*** Data for the task ***
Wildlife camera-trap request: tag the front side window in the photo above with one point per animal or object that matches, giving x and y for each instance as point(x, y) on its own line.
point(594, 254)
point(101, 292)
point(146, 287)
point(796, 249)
*** End of Data for the task ***
Each line above is to be reproduced exactly. Leave none out.

The completed task:
Wildlife camera-trap request: tag the front side window in the photo above with one point per animal or object that matches, giving x and y for each instance as point(x, y) on its own line.
point(594, 254)
point(101, 292)
point(146, 287)
point(796, 249)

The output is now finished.